* [Instruction] Pull out every line from the line containing "the dark colored" through the end of the material, both ends included, and reproduce it exactly. Keep pictures out.

#####

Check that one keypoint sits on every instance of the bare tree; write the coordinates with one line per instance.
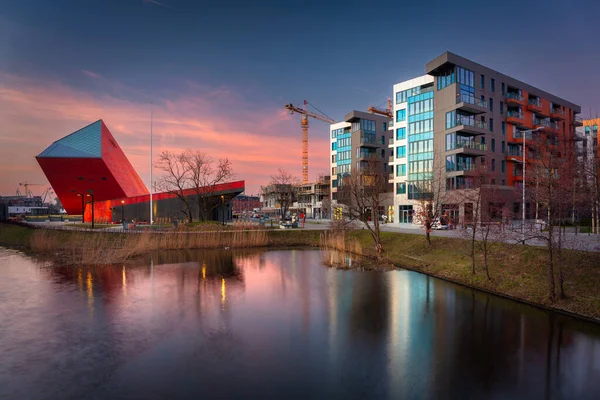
(362, 194)
(283, 187)
(431, 195)
(204, 176)
(176, 178)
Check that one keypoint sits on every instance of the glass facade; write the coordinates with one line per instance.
(400, 133)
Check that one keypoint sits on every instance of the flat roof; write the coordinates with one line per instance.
(451, 58)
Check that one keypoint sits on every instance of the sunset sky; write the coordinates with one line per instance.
(219, 73)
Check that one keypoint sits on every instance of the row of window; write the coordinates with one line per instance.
(422, 146)
(401, 115)
(420, 126)
(336, 132)
(420, 106)
(344, 142)
(400, 151)
(400, 133)
(402, 97)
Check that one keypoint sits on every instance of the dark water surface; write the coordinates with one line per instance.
(276, 325)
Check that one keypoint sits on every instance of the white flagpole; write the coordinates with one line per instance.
(151, 209)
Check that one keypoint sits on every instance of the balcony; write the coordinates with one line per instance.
(368, 140)
(535, 105)
(469, 147)
(471, 104)
(512, 97)
(515, 117)
(557, 113)
(469, 125)
(460, 167)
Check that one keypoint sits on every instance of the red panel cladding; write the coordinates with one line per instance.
(72, 176)
(119, 165)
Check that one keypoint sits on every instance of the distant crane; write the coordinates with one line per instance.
(304, 123)
(46, 193)
(387, 112)
(26, 186)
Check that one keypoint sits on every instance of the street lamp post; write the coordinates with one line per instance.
(523, 133)
(223, 208)
(92, 196)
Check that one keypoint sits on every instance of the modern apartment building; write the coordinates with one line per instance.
(354, 141)
(462, 117)
(411, 145)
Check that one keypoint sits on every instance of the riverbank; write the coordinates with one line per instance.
(516, 271)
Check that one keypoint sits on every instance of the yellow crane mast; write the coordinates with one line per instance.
(304, 123)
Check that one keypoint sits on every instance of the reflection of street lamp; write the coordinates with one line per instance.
(524, 161)
(223, 208)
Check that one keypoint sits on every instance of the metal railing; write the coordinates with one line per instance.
(514, 114)
(466, 98)
(469, 144)
(463, 120)
(461, 167)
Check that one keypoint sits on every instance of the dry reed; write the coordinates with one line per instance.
(104, 247)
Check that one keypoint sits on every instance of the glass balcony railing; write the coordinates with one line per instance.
(470, 121)
(515, 96)
(465, 98)
(460, 167)
(368, 139)
(514, 114)
(468, 144)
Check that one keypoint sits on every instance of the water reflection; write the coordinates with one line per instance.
(278, 324)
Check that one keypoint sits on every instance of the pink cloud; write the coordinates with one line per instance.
(214, 120)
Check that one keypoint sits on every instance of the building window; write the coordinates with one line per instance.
(401, 115)
(400, 133)
(400, 151)
(401, 188)
(401, 170)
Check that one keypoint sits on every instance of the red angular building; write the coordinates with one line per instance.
(88, 166)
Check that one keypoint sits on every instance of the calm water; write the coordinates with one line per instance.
(275, 325)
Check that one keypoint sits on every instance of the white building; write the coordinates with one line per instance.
(417, 151)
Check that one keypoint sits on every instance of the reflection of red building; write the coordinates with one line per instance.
(89, 165)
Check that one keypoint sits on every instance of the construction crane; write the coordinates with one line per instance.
(46, 193)
(304, 123)
(387, 112)
(26, 186)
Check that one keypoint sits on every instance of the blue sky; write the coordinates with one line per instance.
(339, 55)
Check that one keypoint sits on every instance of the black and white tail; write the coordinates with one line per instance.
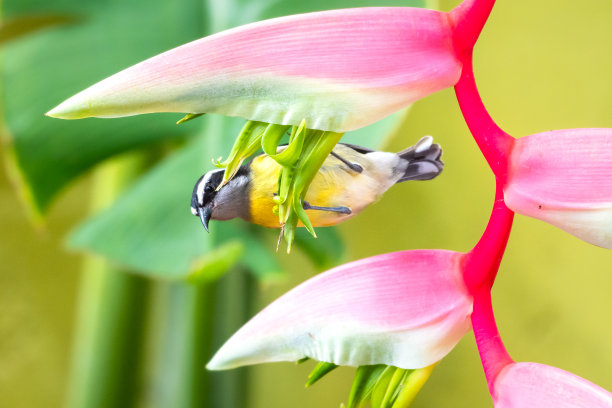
(423, 160)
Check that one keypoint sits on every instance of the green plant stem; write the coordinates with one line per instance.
(181, 378)
(106, 349)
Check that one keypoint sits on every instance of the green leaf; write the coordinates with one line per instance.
(321, 369)
(16, 27)
(216, 262)
(42, 69)
(151, 230)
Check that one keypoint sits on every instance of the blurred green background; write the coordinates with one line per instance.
(539, 65)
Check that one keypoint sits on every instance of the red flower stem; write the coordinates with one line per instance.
(482, 262)
(480, 268)
(494, 143)
(492, 351)
(468, 19)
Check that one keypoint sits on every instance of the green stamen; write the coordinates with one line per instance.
(387, 386)
(300, 161)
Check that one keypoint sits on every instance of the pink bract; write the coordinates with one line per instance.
(406, 309)
(522, 385)
(339, 70)
(564, 177)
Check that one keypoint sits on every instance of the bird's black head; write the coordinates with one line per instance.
(204, 193)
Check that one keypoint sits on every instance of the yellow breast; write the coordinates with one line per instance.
(334, 185)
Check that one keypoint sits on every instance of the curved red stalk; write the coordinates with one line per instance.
(480, 268)
(468, 20)
(482, 262)
(494, 143)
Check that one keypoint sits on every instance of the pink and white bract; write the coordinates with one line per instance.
(406, 309)
(339, 70)
(564, 177)
(521, 385)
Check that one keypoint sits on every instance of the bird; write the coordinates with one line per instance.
(350, 179)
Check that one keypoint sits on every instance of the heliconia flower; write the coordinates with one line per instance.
(564, 177)
(406, 309)
(338, 70)
(518, 385)
(537, 385)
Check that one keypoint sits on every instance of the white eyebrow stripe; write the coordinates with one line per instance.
(203, 182)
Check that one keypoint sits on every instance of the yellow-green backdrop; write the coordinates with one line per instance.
(540, 66)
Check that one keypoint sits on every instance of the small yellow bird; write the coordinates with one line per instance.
(351, 178)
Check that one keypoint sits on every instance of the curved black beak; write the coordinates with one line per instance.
(205, 214)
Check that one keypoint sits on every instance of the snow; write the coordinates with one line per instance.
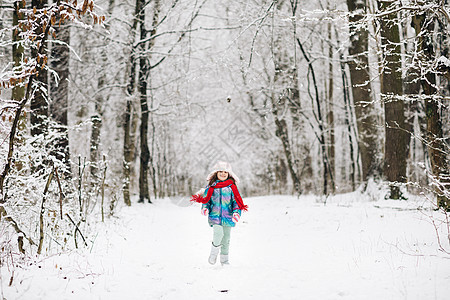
(283, 248)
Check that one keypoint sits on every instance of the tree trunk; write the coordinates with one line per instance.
(143, 132)
(391, 89)
(96, 119)
(39, 105)
(18, 92)
(330, 110)
(360, 78)
(59, 95)
(128, 141)
(435, 141)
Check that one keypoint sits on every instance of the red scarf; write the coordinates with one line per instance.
(219, 185)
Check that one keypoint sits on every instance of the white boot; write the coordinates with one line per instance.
(224, 259)
(213, 255)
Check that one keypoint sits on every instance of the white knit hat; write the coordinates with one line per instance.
(222, 166)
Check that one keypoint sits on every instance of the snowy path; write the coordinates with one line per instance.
(283, 248)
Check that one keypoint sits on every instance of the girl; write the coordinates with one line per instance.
(222, 204)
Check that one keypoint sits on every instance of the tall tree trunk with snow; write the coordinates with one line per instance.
(330, 110)
(39, 104)
(281, 81)
(59, 95)
(424, 28)
(128, 141)
(361, 89)
(97, 118)
(18, 92)
(144, 69)
(391, 90)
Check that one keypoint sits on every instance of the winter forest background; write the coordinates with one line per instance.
(109, 103)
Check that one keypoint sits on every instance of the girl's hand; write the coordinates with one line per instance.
(236, 217)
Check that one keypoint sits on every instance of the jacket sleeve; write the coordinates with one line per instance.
(206, 205)
(235, 205)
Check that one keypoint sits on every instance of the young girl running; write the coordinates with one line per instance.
(223, 205)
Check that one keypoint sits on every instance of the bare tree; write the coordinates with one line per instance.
(391, 90)
(361, 88)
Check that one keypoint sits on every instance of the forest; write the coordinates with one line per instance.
(111, 103)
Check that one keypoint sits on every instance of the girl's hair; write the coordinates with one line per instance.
(214, 178)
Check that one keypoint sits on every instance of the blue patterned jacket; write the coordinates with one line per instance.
(221, 207)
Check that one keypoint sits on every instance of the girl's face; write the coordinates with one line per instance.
(222, 175)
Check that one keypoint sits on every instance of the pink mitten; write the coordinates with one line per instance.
(236, 217)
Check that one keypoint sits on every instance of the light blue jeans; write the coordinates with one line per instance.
(221, 236)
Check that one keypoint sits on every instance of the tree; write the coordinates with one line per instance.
(59, 95)
(361, 88)
(391, 90)
(424, 24)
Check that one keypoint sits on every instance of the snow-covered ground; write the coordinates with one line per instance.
(283, 248)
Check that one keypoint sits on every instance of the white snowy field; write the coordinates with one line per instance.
(283, 248)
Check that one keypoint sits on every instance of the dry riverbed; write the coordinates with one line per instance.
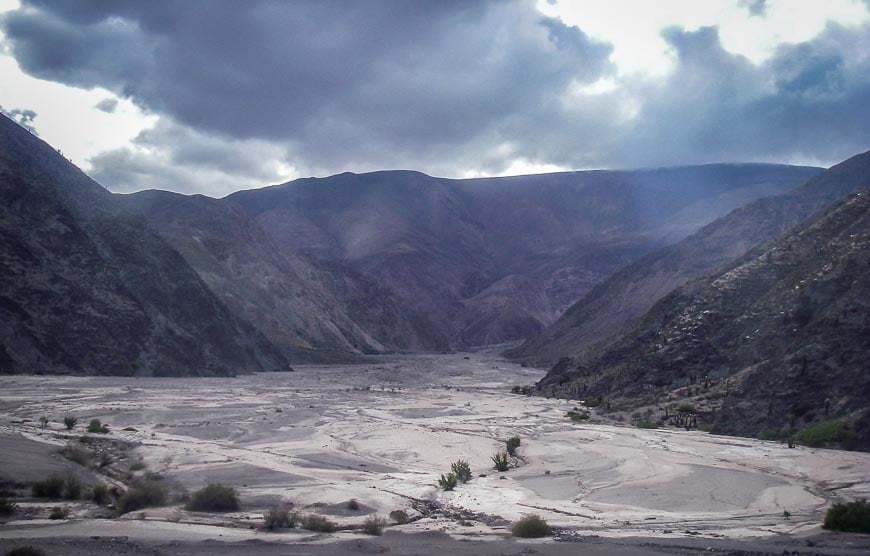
(382, 433)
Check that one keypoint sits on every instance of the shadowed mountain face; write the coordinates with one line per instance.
(612, 307)
(473, 262)
(85, 288)
(786, 328)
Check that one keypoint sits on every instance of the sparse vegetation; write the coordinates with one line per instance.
(531, 527)
(400, 517)
(69, 421)
(853, 517)
(461, 470)
(96, 427)
(214, 497)
(314, 522)
(280, 517)
(7, 507)
(143, 493)
(374, 525)
(512, 444)
(447, 482)
(52, 487)
(827, 433)
(59, 512)
(501, 461)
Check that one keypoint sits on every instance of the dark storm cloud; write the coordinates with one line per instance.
(437, 86)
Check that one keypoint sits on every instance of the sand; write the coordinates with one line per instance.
(383, 432)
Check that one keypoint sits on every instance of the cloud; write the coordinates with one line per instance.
(270, 90)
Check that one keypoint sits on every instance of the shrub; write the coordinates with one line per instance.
(447, 482)
(214, 498)
(7, 507)
(73, 490)
(100, 494)
(59, 512)
(51, 487)
(501, 461)
(142, 494)
(279, 517)
(823, 434)
(95, 426)
(851, 516)
(462, 471)
(512, 444)
(400, 517)
(318, 523)
(69, 421)
(25, 551)
(578, 415)
(374, 525)
(531, 527)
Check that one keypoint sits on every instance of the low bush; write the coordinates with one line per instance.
(214, 498)
(531, 527)
(95, 426)
(447, 482)
(318, 523)
(142, 494)
(374, 525)
(462, 470)
(512, 444)
(279, 517)
(400, 517)
(69, 421)
(7, 507)
(51, 487)
(825, 434)
(59, 512)
(853, 517)
(501, 461)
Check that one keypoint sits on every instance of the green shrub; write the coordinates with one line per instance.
(100, 494)
(827, 433)
(214, 498)
(400, 517)
(95, 426)
(280, 517)
(851, 516)
(7, 507)
(512, 444)
(462, 470)
(501, 461)
(25, 551)
(142, 494)
(318, 523)
(531, 527)
(374, 525)
(51, 487)
(447, 482)
(59, 512)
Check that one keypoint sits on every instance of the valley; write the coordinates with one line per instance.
(383, 431)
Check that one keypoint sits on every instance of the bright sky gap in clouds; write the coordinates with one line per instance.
(212, 97)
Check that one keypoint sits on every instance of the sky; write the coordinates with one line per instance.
(209, 96)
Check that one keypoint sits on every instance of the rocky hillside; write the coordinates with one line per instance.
(770, 345)
(85, 288)
(613, 306)
(474, 262)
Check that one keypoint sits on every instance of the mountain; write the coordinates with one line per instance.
(775, 342)
(484, 261)
(615, 304)
(86, 288)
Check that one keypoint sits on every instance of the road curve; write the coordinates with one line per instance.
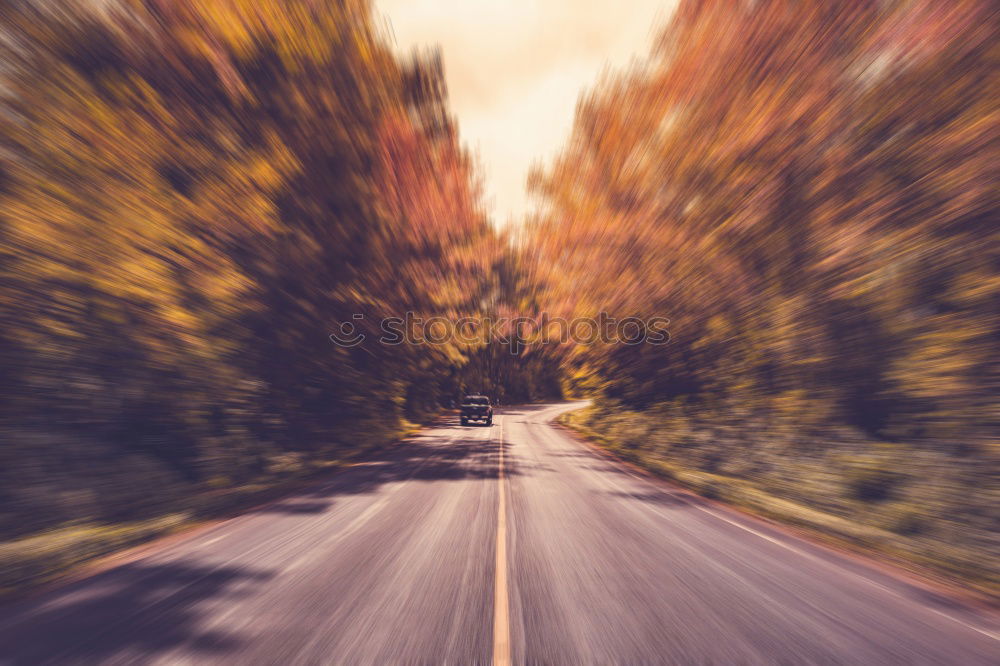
(416, 556)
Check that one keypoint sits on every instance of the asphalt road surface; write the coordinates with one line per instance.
(475, 545)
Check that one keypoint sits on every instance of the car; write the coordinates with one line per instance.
(477, 408)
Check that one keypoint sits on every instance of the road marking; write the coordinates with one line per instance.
(778, 542)
(501, 617)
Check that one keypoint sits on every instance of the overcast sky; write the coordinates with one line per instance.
(515, 69)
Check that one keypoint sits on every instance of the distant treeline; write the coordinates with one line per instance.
(193, 197)
(808, 192)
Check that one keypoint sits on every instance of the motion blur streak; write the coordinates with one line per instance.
(195, 195)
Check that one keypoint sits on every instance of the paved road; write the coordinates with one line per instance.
(472, 545)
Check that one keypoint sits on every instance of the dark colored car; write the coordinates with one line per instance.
(477, 408)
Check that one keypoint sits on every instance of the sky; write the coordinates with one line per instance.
(516, 68)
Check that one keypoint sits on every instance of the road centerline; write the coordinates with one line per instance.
(501, 603)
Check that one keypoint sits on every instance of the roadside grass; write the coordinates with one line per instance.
(904, 507)
(45, 557)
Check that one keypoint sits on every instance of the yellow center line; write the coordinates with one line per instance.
(501, 619)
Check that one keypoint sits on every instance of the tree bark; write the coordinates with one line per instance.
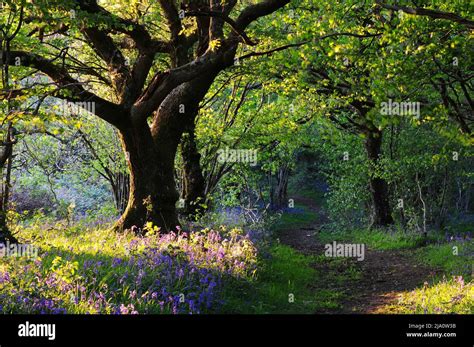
(194, 184)
(153, 193)
(151, 152)
(381, 215)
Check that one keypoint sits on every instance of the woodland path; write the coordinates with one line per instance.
(384, 274)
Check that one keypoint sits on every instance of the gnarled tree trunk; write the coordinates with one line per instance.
(194, 184)
(151, 152)
(381, 215)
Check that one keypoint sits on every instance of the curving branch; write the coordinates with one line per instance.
(435, 14)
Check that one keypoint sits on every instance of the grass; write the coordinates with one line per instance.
(455, 258)
(285, 284)
(445, 297)
(96, 271)
(375, 239)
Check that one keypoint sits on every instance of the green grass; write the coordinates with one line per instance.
(375, 239)
(445, 297)
(455, 258)
(286, 274)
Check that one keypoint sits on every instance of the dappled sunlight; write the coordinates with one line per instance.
(100, 272)
(445, 297)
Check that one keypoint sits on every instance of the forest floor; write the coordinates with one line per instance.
(377, 281)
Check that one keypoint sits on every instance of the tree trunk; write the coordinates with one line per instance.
(153, 194)
(381, 215)
(151, 152)
(282, 187)
(193, 180)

#####

* [Full output]
Check that one keypoint sits on every instance of the dark colored car; write the coordinates with one line per instance.
(477, 408)
Check that one keypoint sits on every instance of the sky; write the coordinates with one line per instance.
(516, 68)
Check that one keypoint sits on every instance of the road centerline; write the coordinates with one line per instance.
(501, 603)
Check that one keypoint sits on every instance of the roadside grass; write the coordinates with one line per instance.
(904, 507)
(45, 557)
Check that one keypoint sits on every instance of the yellow center line; write the coordinates with one line per instance.
(501, 619)
Check that one keypoint sits on every instance of the tree bark; write the coordinates with one line per instance.
(194, 184)
(153, 193)
(151, 152)
(381, 215)
Check that one keypoint sits on every instance of the woodland path; write the coordinates with one line per instance.
(384, 274)
Check that one keypoint sits on every instance of the gnarled tree trunk; write the coordinates with one line per instance.
(194, 184)
(151, 152)
(381, 215)
Check that one keypoint sits on every instance of the curving branch; write the coordinates with one line per instance.
(435, 14)
Check that one keypoint sits on every instance of the grass; write the coordinates with one line per instance.
(455, 258)
(285, 284)
(445, 297)
(96, 271)
(375, 239)
Check that one keypoint sits on every instance of the green grass; write the coordinates with one line per instance.
(375, 239)
(445, 297)
(455, 258)
(286, 274)
Check that one keypoint sits on every instance of the dappled sunlight; write the coordinates with one line per instance.
(100, 272)
(445, 297)
Check that one keypoint sits on every instance of the forest floor; write the coordinates with one line per instance.
(377, 281)
Check that one keypoint sits on every instance of the tree trunk; write the coordinates with one line per instance.
(153, 194)
(381, 215)
(151, 152)
(282, 187)
(193, 180)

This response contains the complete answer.